● **READING TEXT**
►

# 8th Dan Hapkido



## Akashiro Tamaya (Jan 30, 2005)

This site claims a master with a 8th Dan rank in Hapkido.   There are no other intent other than to see if anyone see's this gentleperson rank has any legitimacy or not. 

http://www.angelfire.com/celeb/hapkido/First.htm

http://www.angelfire.com/celeb/hapkido/2.htm


I found this looking for info in Hapkido. 


Thanks


----------



## bignick (Jan 31, 2005)

*This is entirely my opinion, but:

*I think you always need to take some caution when someone claims such a high rank in more than one martial art (i.e. Hapkido and Taekwondo).  Legitimate instructors with those credentials are few and far between if you can find any at all.


----------



## Paul B (Jan 31, 2005)

Ditto what Nick said,......I've never heard of a kickboxing "Shihan". I would be skeptical at best.


----------



## iron_ox (Jan 31, 2005)

◄

● **EXTRACTED ENTRIES**
►

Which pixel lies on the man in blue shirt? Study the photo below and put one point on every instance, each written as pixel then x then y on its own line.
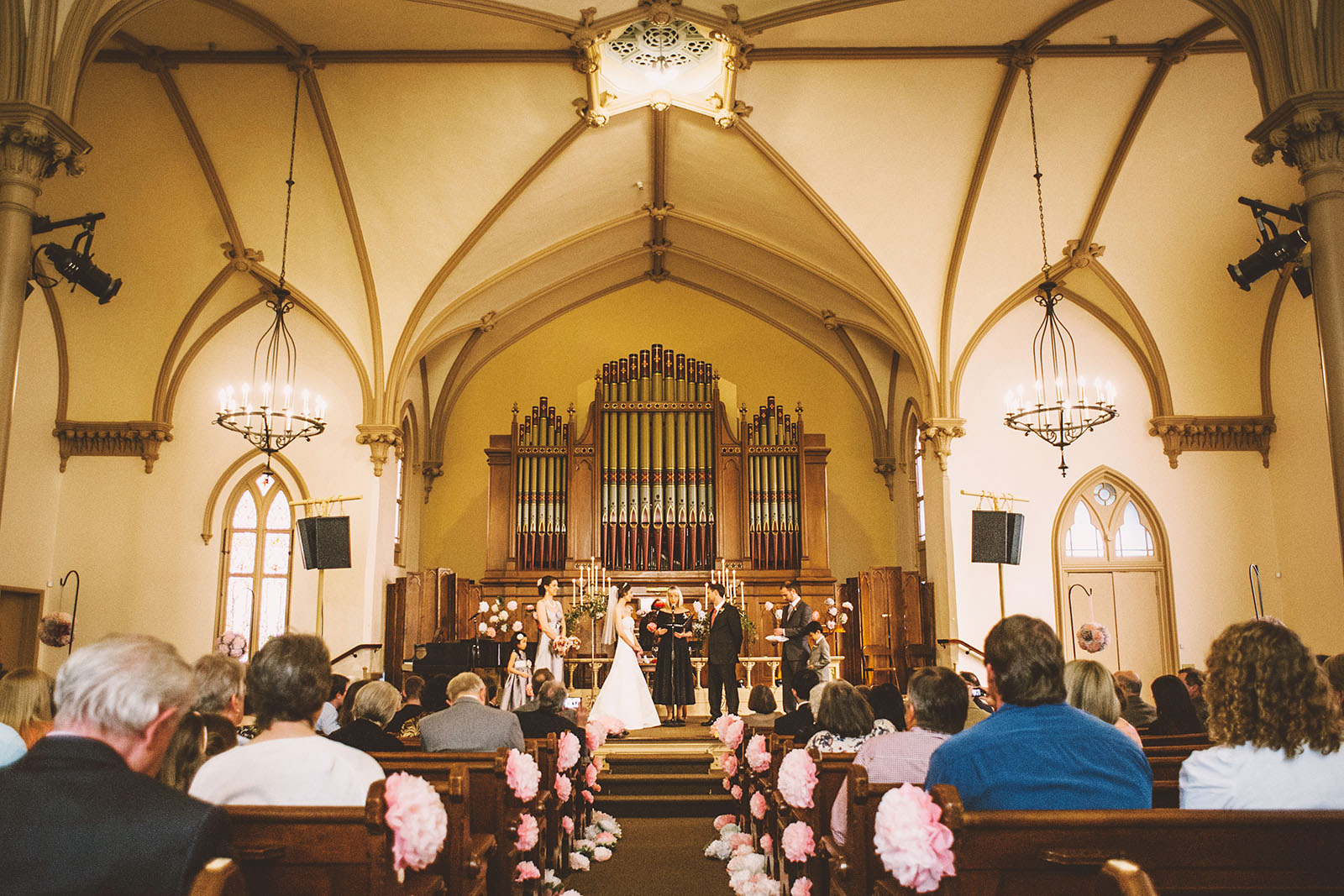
pixel 1035 752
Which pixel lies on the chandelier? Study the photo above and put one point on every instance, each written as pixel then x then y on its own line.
pixel 1061 410
pixel 265 411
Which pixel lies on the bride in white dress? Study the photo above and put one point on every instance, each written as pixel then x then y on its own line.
pixel 625 694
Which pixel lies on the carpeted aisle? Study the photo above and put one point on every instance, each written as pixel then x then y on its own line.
pixel 658 856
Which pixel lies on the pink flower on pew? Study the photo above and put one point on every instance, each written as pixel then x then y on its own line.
pixel 914 846
pixel 417 819
pixel 569 752
pixel 523 775
pixel 797 778
pixel 759 754
pixel 797 841
pixel 528 832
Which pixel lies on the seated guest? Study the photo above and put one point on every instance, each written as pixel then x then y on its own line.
pixel 1194 681
pixel 468 725
pixel 844 719
pixel 800 721
pixel 288 763
pixel 763 705
pixel 889 705
pixel 1034 752
pixel 82 812
pixel 221 689
pixel 1175 710
pixel 548 716
pixel 24 711
pixel 329 718
pixel 937 711
pixel 1135 710
pixel 374 707
pixel 819 660
pixel 1089 687
pixel 412 708
pixel 1274 725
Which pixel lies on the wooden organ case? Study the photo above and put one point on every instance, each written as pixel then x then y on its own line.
pixel 660 486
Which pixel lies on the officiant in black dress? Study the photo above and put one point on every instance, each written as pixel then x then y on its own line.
pixel 674 683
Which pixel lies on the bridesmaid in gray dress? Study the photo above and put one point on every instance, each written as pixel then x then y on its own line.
pixel 550 622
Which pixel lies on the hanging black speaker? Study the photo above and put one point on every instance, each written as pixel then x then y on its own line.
pixel 996 537
pixel 326 542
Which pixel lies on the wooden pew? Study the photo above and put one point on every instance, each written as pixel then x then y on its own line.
pixel 1184 852
pixel 322 851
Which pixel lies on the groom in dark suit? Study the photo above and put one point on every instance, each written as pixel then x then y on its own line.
pixel 796 652
pixel 722 647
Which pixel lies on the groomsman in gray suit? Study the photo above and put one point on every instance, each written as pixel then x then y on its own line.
pixel 470 725
pixel 796 652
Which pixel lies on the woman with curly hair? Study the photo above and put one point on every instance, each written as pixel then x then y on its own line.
pixel 1274 726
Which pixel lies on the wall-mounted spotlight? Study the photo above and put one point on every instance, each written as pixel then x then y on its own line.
pixel 74 264
pixel 1276 250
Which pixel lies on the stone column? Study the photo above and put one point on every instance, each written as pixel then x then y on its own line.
pixel 1307 130
pixel 34 144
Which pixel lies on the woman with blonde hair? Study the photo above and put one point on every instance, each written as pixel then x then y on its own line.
pixel 1274 726
pixel 1090 687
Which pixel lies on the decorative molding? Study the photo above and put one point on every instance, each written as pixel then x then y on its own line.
pixel 938 432
pixel 1308 130
pixel 35 143
pixel 92 438
pixel 1213 434
pixel 380 437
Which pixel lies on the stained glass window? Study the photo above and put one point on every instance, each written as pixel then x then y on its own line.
pixel 259 560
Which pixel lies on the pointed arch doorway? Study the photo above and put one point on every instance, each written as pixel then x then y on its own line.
pixel 1113 567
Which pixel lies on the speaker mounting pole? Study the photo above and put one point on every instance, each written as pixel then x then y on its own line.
pixel 322 508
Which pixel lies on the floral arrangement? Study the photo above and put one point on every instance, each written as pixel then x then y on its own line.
pixel 1093 637
pixel 569 752
pixel 797 778
pixel 232 645
pixel 914 846
pixel 55 629
pixel 759 754
pixel 418 822
pixel 523 775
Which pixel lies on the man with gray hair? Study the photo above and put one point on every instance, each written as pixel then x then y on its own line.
pixel 470 725
pixel 82 812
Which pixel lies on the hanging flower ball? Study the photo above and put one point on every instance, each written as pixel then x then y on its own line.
pixel 55 629
pixel 1093 637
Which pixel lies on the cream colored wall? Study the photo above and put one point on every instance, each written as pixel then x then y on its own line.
pixel 757 358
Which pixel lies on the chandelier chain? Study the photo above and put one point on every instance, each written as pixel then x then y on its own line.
pixel 1035 156
pixel 289 181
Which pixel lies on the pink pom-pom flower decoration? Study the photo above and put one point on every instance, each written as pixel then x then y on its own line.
pixel 569 752
pixel 797 778
pixel 797 841
pixel 418 821
pixel 759 754
pixel 911 841
pixel 523 775
pixel 528 832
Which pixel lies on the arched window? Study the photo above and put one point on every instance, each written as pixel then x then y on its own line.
pixel 257 559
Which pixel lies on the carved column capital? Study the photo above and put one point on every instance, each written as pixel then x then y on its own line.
pixel 1305 130
pixel 35 143
pixel 380 437
pixel 938 432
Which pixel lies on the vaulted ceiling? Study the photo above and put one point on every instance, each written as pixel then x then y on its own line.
pixel 877 203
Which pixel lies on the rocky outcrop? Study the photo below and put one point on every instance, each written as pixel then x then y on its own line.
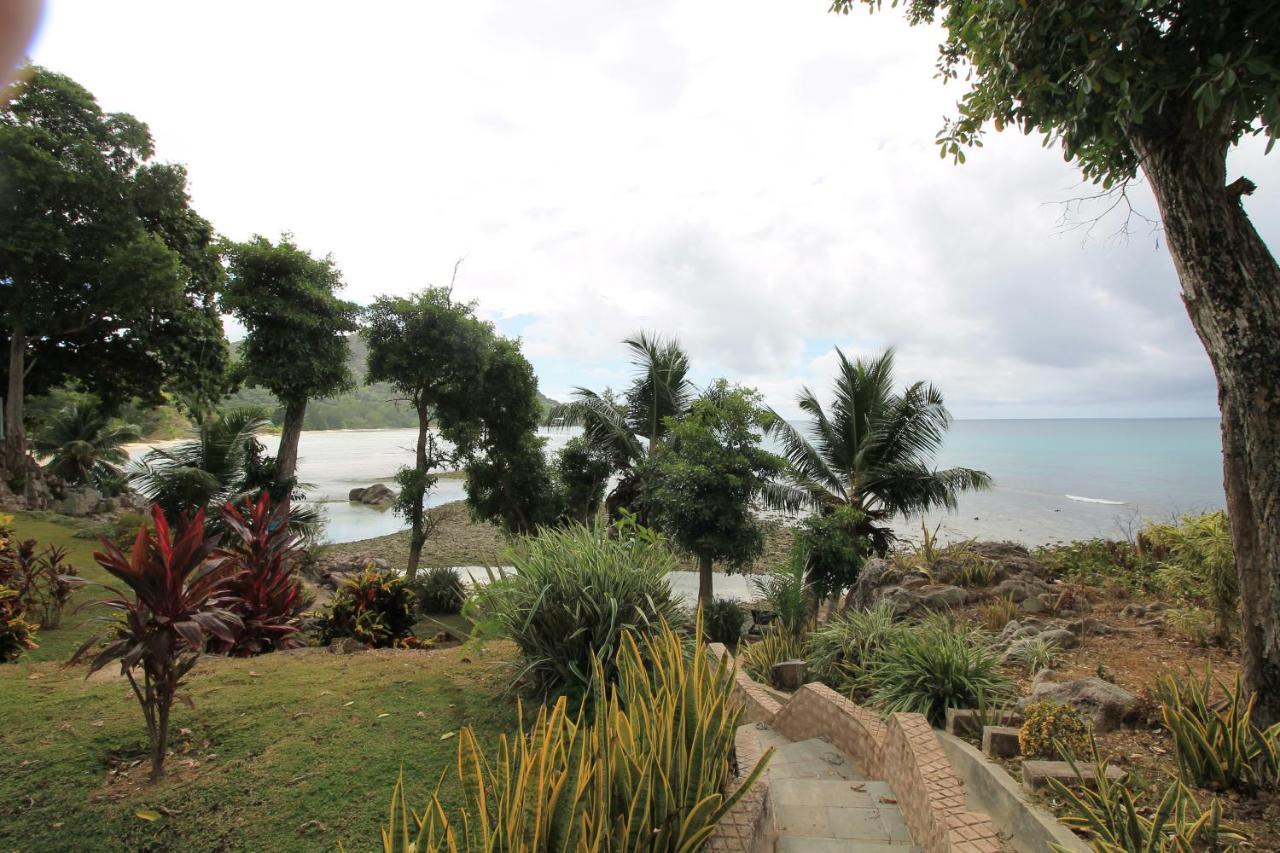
pixel 1105 703
pixel 376 495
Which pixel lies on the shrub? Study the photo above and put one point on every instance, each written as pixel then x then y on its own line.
pixel 1051 728
pixel 644 770
pixel 997 612
pixel 931 666
pixel 839 649
pixel 1032 653
pixel 575 592
pixel 722 621
pixel 1106 812
pixel 179 600
pixel 269 597
pixel 374 607
pixel 439 591
pixel 775 647
pixel 1197 565
pixel 787 593
pixel 1217 746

◄

● **PROBLEMS TO WORK ON**
a - In the thread on the 8th Dan Hapkido claim, what title does Paul B say he has never heard of?
b - Do these statements agree with the thread on the 8th Dan Hapkido claim? Answer yes or no for each, and quote the words of the thread that decide it.
(i) Akashiro Tamaya came across the site while searching for information on Hapkido.
(ii) bignick holds that legitimate instructors with high rank in more than one martial art are easy to find.
(iii) Paul B disagrees with what Nick said.

● **RESPONSES**
a - A kickboxing "Shihan".

b -
(i) Yes: "I found this looking for info in Hapkido."
(ii) No: "Legitimate instructors with those credentials are few and far between if you can find any at all."
(iii) No: "Ditto what Nick said"